> The task:
Rewrite each of the entries below, changing every "marina" to "harbor" and leaving all other wording as it is. Omit the pictures from your version.

> Materials provided:
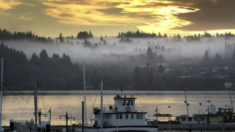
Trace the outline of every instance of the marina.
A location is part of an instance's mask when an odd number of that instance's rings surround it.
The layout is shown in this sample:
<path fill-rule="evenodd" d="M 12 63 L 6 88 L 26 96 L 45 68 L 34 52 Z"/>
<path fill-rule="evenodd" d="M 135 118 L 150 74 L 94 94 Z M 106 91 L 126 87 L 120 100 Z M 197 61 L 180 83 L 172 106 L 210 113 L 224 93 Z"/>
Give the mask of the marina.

> Response:
Trace the outline of every instance of the harbor.
A location is part of an instance's mask when an odd number of that instance's rings surround it.
The layout is shown in this sample:
<path fill-rule="evenodd" d="M 12 63 L 6 88 L 26 96 L 45 68 L 34 52 Z"/>
<path fill-rule="evenodd" d="M 135 118 L 150 74 L 94 94 Z M 106 91 L 126 87 L 120 100 Z M 197 61 L 180 83 L 172 106 L 210 113 L 224 93 Z"/>
Give the mask of the harbor.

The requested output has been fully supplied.